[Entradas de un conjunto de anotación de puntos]
-*-*-
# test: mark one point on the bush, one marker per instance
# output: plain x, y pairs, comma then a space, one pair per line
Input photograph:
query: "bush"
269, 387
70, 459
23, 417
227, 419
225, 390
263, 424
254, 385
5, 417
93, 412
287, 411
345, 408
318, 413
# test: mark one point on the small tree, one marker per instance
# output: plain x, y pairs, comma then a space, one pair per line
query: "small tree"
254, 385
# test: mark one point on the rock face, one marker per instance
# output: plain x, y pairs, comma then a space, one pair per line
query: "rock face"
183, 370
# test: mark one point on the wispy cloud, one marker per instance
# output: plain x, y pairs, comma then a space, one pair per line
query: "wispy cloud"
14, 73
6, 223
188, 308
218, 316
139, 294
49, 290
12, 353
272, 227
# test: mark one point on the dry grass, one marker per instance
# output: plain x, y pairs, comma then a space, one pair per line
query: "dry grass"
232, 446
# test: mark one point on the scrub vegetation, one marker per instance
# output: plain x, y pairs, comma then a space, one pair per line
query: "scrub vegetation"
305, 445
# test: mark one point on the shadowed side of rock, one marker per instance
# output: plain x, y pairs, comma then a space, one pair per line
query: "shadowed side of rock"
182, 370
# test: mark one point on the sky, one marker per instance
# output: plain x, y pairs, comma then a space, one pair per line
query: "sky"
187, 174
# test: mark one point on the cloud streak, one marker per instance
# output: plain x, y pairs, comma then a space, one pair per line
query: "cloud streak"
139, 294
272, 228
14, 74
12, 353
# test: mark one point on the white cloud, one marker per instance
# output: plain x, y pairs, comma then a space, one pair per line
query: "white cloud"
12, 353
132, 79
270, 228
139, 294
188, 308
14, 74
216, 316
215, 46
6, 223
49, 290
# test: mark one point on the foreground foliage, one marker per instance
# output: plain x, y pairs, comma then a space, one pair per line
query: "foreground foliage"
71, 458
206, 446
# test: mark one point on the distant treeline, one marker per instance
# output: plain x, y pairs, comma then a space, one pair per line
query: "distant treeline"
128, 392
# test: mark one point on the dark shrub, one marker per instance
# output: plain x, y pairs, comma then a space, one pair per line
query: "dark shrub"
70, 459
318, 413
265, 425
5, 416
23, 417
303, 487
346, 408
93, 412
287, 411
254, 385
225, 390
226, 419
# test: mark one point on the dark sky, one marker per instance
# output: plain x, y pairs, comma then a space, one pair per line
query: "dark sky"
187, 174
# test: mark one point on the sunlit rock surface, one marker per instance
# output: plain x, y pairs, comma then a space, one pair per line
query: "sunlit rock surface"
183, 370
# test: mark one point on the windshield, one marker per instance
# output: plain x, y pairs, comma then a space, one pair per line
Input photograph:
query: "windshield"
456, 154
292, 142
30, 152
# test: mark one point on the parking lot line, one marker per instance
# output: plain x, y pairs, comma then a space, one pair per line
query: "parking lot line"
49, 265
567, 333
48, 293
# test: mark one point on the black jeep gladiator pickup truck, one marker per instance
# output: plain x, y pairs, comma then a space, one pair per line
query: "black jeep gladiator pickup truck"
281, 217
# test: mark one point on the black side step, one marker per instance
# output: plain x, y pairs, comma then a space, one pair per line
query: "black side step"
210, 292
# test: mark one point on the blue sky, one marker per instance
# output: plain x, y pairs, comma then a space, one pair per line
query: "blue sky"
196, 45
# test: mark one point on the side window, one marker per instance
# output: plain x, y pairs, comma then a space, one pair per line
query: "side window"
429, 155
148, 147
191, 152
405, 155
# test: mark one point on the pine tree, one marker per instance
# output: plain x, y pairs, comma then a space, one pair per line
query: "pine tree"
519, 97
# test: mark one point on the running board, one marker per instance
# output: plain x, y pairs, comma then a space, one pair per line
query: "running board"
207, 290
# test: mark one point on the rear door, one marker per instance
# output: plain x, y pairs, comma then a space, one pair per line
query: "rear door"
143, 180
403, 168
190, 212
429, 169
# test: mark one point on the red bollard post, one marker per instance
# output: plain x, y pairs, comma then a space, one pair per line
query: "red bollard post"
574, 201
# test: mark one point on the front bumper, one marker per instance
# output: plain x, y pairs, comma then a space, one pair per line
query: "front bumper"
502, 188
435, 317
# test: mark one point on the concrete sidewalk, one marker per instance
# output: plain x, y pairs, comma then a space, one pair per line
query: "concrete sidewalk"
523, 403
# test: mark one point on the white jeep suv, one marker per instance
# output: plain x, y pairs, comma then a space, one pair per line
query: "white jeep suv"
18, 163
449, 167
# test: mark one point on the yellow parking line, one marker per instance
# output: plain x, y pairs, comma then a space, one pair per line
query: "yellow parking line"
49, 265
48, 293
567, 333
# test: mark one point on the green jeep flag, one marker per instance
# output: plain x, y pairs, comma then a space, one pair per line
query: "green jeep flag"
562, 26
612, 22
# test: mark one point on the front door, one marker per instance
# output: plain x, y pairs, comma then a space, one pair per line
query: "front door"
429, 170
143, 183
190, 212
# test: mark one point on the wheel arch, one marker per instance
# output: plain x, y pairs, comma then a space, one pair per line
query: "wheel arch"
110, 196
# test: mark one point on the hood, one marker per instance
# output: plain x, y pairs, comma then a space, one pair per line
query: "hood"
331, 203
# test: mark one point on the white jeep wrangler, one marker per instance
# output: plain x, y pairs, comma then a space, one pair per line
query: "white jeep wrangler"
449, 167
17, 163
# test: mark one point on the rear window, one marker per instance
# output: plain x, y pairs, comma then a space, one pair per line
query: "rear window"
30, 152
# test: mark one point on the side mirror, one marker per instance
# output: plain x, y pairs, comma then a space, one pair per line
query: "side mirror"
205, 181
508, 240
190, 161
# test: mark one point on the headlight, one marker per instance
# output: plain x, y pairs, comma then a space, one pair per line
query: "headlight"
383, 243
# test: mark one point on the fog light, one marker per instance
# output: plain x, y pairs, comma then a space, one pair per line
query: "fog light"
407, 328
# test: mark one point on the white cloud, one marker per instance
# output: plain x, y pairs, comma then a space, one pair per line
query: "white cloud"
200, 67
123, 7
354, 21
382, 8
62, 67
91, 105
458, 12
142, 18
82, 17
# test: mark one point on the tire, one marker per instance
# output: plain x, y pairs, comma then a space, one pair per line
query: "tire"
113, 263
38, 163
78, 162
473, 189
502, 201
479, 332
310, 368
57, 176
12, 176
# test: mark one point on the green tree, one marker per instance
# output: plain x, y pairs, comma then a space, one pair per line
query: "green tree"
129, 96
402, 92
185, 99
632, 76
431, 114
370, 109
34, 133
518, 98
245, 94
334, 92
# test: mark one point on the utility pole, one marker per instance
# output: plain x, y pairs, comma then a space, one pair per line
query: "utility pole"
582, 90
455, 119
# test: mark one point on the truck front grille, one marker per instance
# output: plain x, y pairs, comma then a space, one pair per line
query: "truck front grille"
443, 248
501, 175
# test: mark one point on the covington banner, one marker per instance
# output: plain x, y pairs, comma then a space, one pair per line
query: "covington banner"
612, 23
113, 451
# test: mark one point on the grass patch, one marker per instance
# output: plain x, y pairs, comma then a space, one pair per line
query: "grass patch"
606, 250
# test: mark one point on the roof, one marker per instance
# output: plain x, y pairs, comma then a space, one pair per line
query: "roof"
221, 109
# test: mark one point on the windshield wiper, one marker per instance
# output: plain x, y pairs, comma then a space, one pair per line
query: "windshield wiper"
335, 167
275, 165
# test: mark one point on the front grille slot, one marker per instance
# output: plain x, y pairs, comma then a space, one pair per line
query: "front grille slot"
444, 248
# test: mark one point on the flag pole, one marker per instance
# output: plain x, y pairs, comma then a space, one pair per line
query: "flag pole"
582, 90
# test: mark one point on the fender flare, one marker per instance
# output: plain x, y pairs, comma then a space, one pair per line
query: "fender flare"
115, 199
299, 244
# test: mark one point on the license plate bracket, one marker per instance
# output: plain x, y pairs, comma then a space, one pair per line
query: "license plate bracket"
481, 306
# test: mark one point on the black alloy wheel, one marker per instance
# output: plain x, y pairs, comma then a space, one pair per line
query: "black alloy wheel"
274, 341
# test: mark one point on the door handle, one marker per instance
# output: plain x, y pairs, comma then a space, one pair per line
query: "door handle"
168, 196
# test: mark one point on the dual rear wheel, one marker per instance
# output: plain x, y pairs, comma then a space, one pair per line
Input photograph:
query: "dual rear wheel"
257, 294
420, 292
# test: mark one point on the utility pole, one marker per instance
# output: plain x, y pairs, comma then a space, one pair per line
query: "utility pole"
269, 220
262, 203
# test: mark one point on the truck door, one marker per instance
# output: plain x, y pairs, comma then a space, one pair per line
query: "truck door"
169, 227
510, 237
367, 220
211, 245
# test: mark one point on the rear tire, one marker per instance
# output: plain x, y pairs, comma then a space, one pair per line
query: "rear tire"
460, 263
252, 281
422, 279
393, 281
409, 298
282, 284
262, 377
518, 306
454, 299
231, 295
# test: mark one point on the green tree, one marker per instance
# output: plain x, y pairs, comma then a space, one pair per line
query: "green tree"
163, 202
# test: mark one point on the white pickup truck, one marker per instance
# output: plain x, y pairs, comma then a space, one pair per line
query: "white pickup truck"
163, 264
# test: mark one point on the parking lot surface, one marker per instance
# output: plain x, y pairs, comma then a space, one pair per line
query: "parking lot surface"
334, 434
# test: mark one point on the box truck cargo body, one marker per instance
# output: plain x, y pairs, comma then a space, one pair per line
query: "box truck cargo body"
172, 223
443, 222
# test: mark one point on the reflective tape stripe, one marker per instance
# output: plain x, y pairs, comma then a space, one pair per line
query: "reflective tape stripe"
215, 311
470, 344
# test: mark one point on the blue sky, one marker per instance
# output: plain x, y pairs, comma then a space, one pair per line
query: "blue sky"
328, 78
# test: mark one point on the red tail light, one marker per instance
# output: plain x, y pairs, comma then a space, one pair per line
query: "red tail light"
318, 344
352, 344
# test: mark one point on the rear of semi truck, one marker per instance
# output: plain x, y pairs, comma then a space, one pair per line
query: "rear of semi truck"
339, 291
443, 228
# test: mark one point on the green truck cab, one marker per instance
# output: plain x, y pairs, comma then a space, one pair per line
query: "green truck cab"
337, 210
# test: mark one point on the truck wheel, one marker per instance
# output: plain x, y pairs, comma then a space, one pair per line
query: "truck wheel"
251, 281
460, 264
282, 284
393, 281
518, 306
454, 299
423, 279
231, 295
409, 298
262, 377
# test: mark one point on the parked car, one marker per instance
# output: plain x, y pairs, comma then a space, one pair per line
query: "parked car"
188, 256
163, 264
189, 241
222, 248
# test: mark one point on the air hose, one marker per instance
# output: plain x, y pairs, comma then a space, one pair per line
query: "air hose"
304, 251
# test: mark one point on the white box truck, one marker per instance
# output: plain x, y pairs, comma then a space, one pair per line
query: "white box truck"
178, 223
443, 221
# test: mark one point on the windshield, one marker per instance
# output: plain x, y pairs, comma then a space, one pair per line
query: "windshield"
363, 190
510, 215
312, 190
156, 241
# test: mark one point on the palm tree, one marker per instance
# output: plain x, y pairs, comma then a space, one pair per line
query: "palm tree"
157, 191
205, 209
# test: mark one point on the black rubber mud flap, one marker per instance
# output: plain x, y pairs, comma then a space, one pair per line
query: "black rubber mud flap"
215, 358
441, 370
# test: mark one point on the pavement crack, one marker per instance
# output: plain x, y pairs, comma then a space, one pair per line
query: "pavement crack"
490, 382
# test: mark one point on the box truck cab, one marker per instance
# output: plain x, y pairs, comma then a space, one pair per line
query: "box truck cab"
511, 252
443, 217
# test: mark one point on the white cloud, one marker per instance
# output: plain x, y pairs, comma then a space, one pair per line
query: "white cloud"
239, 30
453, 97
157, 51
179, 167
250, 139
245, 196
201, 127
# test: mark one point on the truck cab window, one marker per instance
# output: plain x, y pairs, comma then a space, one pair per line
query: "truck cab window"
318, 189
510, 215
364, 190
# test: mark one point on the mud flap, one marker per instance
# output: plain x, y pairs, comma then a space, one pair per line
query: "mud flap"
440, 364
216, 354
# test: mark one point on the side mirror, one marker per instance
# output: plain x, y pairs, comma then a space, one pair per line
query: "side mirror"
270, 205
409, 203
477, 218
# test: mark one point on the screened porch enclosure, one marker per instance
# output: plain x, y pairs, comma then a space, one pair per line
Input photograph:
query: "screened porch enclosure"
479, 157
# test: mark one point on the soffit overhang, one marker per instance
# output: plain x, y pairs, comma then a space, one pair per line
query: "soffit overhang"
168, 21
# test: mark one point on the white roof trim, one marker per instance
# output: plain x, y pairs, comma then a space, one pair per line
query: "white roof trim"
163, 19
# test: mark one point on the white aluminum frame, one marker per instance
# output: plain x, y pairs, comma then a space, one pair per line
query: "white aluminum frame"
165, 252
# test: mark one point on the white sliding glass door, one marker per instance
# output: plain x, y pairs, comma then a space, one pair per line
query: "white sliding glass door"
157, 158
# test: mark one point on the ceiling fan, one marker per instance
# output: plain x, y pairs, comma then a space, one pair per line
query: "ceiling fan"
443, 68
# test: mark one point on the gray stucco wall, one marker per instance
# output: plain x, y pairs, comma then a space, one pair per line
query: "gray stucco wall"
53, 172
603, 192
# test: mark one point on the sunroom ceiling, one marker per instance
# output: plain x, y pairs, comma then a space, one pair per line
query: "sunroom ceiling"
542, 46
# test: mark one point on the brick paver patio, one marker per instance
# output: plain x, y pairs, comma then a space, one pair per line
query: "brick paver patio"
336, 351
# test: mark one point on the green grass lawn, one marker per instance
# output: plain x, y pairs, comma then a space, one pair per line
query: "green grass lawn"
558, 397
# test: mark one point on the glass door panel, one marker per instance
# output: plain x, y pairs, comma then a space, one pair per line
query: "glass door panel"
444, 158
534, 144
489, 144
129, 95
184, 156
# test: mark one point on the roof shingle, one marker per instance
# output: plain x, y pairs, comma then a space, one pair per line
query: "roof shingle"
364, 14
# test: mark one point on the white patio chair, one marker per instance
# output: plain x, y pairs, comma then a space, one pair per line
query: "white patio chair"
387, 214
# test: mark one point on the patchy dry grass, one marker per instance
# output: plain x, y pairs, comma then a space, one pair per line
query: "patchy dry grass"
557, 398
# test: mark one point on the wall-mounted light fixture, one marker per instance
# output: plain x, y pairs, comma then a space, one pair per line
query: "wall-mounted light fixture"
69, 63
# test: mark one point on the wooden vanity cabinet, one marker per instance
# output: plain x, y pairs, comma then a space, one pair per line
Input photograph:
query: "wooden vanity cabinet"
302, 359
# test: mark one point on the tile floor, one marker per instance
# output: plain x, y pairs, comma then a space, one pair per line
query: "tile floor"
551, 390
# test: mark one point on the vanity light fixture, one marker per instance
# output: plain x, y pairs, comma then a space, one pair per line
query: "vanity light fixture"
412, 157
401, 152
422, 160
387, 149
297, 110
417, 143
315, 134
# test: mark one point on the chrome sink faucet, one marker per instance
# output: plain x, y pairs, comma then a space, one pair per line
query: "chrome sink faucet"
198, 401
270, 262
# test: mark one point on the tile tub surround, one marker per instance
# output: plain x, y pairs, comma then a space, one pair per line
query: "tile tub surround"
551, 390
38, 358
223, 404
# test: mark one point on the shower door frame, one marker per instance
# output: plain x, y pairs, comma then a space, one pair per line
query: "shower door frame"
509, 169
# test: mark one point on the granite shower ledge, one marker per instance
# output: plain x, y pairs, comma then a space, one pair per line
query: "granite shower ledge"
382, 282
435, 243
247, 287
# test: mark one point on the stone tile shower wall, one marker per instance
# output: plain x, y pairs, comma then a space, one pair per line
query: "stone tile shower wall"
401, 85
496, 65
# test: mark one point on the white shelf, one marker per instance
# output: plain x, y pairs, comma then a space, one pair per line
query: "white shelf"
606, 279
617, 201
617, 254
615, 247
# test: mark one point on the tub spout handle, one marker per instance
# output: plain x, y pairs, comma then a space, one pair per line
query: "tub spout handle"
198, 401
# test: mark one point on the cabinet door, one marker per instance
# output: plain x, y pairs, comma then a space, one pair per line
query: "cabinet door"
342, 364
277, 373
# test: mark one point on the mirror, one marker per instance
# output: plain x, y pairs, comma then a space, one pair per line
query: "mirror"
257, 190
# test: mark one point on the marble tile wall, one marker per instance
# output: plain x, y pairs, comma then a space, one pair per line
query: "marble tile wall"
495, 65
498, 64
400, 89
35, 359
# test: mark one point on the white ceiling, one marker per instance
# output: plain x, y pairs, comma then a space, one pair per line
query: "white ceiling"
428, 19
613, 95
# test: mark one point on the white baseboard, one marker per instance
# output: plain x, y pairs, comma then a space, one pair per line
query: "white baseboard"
-*-*-
-- Ejercicio planteado --
Copia sin cambios el tramo que va desde la línea que contiene "# test: mark one point on the marble" hasta el final de las entradas, con ambos extremos incluidos.

-- Resultado del ejercicio --
# test: mark one point on the marble tile wall, one marker per instance
# output: plain x, y pairs, comma then a space, one pair per line
query: "marble tile wall"
495, 65
498, 64
400, 89
35, 359
# test: mark one point on the white ceiling, one marker per instance
# output: plain x, y pairs, comma then a space, one pair per line
query: "white ceiling"
428, 19
613, 95
# test: mark one point on the white baseboard, one marker per instance
# output: plain x, y pairs, comma then a space, one pair per line
query: "white baseboard"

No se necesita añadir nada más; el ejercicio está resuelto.